_SOURCE DOCUMENT_:
* * * * * * * * *

Valarie Allman celebrates at the Olympic Games Tokyo 2020 on Aug. 2, 2021 in Tokyo.
TOKYO — Valarie Allman used to tour the country as a dancer. Now, she says, her dance routines are a second and a half, and repeated over and over again.
On Monday, she needed just one of those dances to become an Olympic gold medalist. Allman took a few well-place steps, spun and then threw the discus 68.98 meters (226-3) on her first attempt during the evening session at Tokyo’s Olympic Stadium. That throw not only secured a win in her first Olympics, but also Team USA’s first gold medal in track and field at the Olympic Games Tokyo 2020.
Kristin Pudenz of Germany won the silver medal, while Cuba’s Yaime Perez won the bronze.
“I can’t believe it,” Allman said. “I’ve watched the Olympics for as long as I can remember and athletics has always had such a special part in my heart, and to now be here, be in his moment, it feels so surreal.”
Coming into the Olympics with the second best mark so far in 2021, Allman set the standard with her first throw. That proved to be key when a rain delay suspended the competition after the second throw and disrupted the throwers’ momentum. A strong start was part of the plan, though, for just this reason.
“My coach and I always talk about being able to set the tone right at the start of the competition,” she said. “And to come out with a solid mark like that felt good.”

* * * * * * * * *

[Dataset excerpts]
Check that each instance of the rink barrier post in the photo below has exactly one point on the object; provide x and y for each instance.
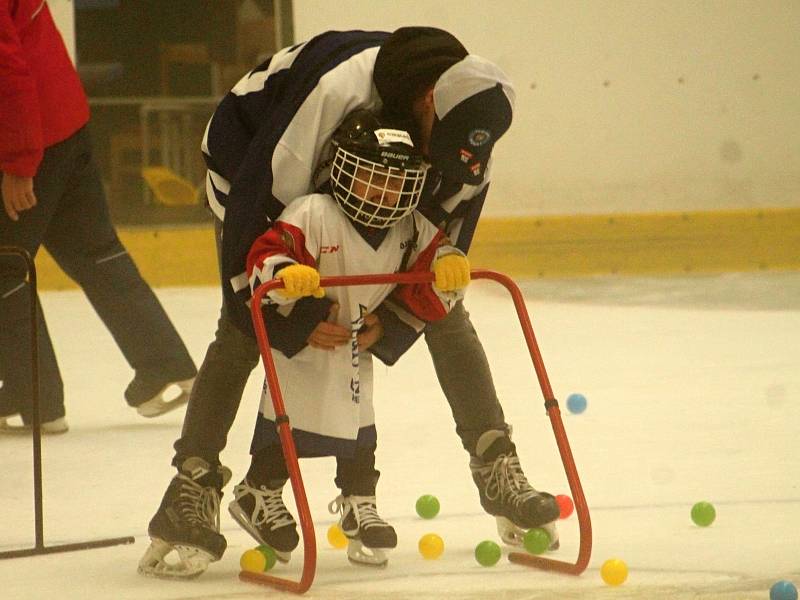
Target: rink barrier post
(290, 452)
(36, 430)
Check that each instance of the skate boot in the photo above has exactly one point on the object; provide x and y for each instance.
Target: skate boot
(368, 535)
(155, 395)
(262, 513)
(187, 522)
(505, 492)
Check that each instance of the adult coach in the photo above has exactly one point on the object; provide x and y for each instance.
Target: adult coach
(52, 195)
(265, 145)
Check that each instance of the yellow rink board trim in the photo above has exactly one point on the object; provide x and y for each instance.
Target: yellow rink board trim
(558, 246)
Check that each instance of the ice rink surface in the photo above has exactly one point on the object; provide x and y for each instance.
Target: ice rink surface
(693, 388)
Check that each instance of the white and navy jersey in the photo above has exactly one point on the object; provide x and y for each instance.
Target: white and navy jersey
(271, 132)
(328, 393)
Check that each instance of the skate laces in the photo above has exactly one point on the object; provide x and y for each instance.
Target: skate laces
(269, 508)
(506, 481)
(199, 504)
(364, 509)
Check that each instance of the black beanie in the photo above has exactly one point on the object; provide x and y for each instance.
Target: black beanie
(411, 59)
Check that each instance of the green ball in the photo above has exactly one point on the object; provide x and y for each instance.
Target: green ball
(427, 506)
(536, 540)
(269, 555)
(487, 553)
(703, 514)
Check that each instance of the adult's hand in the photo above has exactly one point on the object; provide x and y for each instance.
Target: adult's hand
(17, 195)
(329, 335)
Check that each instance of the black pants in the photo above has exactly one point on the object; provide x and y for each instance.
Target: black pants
(71, 219)
(458, 356)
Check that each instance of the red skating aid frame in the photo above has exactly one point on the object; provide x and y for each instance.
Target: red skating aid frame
(289, 451)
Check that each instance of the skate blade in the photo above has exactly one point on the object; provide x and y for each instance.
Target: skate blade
(159, 404)
(192, 561)
(513, 535)
(55, 427)
(360, 555)
(238, 515)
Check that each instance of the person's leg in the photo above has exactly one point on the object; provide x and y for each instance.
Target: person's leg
(15, 325)
(217, 390)
(463, 373)
(357, 478)
(213, 403)
(83, 241)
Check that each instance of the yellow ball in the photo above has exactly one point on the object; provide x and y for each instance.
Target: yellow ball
(431, 546)
(336, 537)
(254, 561)
(614, 571)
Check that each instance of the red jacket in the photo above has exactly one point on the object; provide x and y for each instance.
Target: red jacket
(42, 101)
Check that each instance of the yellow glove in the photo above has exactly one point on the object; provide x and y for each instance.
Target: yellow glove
(299, 281)
(452, 272)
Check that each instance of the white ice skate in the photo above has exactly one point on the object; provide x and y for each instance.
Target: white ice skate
(191, 562)
(171, 396)
(513, 535)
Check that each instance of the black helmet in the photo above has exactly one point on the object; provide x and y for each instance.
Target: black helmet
(376, 175)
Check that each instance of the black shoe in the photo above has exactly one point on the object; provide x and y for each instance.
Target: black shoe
(360, 521)
(189, 513)
(261, 512)
(504, 490)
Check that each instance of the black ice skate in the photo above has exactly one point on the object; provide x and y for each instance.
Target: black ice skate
(155, 395)
(505, 492)
(187, 522)
(262, 513)
(365, 530)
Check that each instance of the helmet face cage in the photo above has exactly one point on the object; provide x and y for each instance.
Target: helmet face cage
(376, 184)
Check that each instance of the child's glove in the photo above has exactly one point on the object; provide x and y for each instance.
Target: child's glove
(452, 272)
(299, 281)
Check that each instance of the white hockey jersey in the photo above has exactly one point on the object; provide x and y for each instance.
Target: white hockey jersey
(328, 393)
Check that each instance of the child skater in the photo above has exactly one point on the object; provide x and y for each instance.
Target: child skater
(364, 222)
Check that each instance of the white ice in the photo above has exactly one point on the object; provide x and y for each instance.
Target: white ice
(693, 388)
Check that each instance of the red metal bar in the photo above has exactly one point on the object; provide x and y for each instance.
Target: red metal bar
(290, 452)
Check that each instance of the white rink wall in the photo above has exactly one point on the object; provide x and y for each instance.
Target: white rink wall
(625, 106)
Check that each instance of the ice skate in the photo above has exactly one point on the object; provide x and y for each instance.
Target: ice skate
(154, 397)
(513, 535)
(505, 492)
(369, 536)
(53, 427)
(187, 522)
(262, 513)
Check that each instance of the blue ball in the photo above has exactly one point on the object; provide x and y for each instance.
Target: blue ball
(783, 590)
(576, 403)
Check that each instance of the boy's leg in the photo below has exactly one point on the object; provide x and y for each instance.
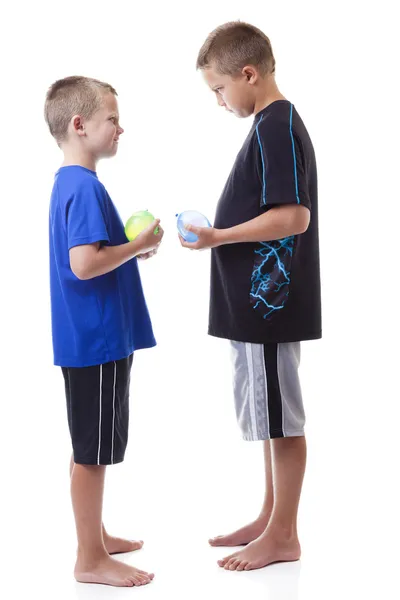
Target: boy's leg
(279, 541)
(269, 406)
(250, 532)
(94, 564)
(98, 414)
(112, 544)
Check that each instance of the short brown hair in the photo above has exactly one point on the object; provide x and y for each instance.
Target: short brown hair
(234, 45)
(73, 96)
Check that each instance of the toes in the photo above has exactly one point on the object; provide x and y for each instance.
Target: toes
(230, 562)
(214, 541)
(223, 561)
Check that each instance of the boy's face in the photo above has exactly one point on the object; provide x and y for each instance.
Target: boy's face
(103, 129)
(236, 94)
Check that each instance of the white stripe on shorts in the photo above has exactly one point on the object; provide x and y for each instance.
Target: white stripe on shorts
(261, 346)
(113, 425)
(252, 400)
(100, 400)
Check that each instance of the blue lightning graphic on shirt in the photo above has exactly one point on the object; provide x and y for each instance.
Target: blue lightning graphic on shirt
(271, 275)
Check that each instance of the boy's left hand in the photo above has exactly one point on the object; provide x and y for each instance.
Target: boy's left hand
(209, 237)
(147, 255)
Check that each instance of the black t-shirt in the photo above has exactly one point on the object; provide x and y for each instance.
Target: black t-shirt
(268, 291)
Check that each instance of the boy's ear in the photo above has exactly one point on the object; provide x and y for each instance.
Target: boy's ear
(78, 125)
(250, 73)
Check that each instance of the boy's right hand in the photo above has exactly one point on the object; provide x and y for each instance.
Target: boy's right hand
(147, 240)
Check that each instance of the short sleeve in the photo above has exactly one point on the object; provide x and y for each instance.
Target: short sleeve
(280, 164)
(86, 221)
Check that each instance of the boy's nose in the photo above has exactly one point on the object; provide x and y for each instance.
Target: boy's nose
(220, 101)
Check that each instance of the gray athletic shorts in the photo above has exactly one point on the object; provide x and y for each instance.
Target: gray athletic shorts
(267, 390)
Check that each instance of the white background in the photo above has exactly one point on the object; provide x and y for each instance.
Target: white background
(187, 474)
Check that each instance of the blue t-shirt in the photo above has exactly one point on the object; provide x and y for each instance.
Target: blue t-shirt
(102, 319)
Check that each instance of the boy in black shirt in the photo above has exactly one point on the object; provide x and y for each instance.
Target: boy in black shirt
(265, 281)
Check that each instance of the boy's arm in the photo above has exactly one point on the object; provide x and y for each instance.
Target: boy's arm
(92, 260)
(277, 223)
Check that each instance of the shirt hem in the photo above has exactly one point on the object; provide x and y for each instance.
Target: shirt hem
(283, 338)
(102, 359)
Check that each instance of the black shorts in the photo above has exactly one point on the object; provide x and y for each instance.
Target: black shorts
(98, 411)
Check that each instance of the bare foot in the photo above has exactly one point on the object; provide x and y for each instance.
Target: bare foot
(242, 536)
(109, 571)
(269, 548)
(118, 545)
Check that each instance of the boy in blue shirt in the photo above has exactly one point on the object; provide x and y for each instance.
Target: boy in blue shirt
(265, 279)
(99, 313)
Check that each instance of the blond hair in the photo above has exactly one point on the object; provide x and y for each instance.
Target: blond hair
(234, 45)
(73, 96)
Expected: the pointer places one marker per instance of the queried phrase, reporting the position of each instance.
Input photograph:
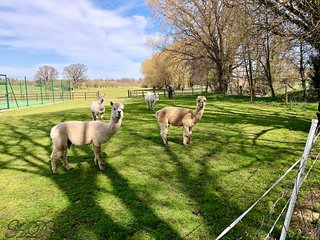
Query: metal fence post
(7, 93)
(298, 183)
(26, 87)
(52, 90)
(41, 91)
(69, 89)
(61, 90)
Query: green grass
(149, 191)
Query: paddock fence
(290, 203)
(17, 93)
(140, 93)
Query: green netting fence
(16, 93)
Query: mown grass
(149, 191)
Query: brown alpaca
(180, 117)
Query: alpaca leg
(64, 159)
(54, 156)
(186, 136)
(98, 157)
(164, 132)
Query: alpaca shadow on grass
(84, 217)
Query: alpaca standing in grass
(81, 133)
(180, 117)
(151, 99)
(98, 108)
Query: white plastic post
(298, 183)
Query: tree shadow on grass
(83, 218)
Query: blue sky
(109, 36)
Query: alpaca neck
(115, 123)
(198, 113)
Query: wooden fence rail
(164, 93)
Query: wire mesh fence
(15, 93)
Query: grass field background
(149, 191)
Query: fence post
(26, 87)
(52, 90)
(298, 183)
(62, 93)
(41, 91)
(20, 90)
(69, 86)
(7, 93)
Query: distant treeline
(96, 83)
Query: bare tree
(204, 29)
(46, 74)
(76, 72)
(304, 15)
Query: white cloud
(103, 39)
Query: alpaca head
(116, 110)
(201, 101)
(102, 99)
(156, 97)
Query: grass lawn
(149, 191)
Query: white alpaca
(180, 117)
(80, 133)
(151, 99)
(98, 108)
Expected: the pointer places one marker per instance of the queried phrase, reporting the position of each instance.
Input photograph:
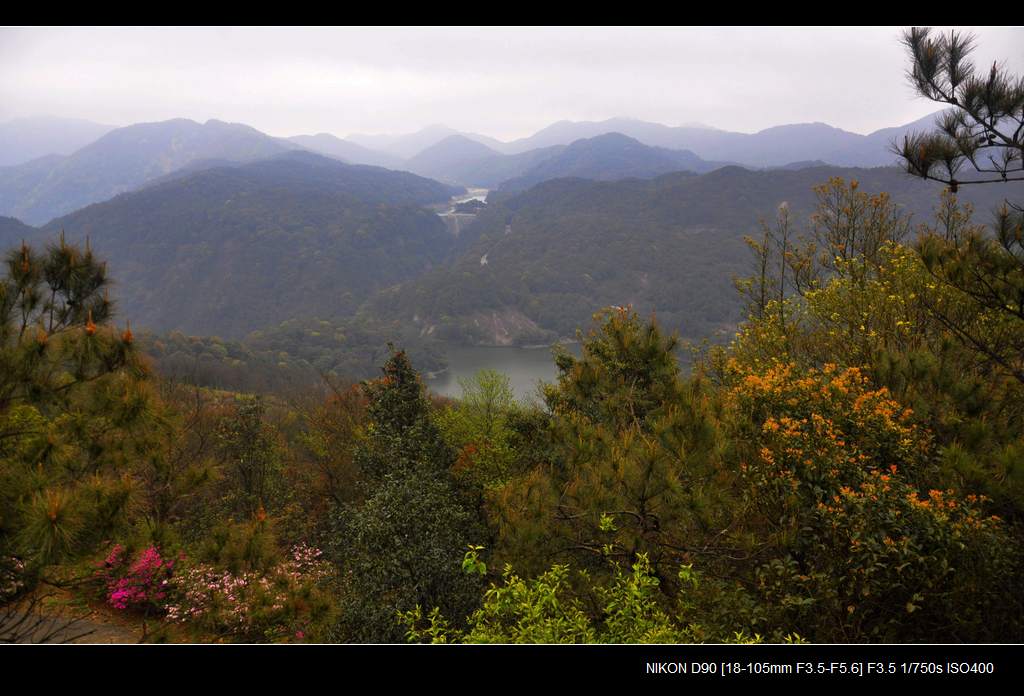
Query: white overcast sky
(502, 82)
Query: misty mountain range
(219, 229)
(58, 166)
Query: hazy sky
(502, 82)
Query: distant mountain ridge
(228, 250)
(123, 160)
(126, 159)
(30, 138)
(609, 157)
(536, 265)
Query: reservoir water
(525, 368)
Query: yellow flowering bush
(856, 552)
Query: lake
(524, 366)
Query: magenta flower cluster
(265, 604)
(142, 584)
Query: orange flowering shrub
(856, 552)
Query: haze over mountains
(26, 139)
(219, 229)
(124, 159)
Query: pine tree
(402, 546)
(74, 407)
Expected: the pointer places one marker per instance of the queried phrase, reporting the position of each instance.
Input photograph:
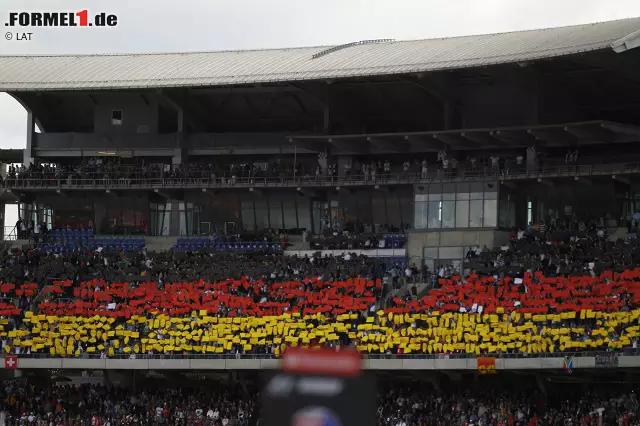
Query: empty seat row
(230, 247)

* * * * * * * * *

_YOUR OBJECTIVE_: In the article on Valarie Allman's discus victory, who won the silver medal? Answer from the article on Valarie Allman's discus victory alone.

_TASK RESULT_: Kristin Pudenz of Germany won the silver medal.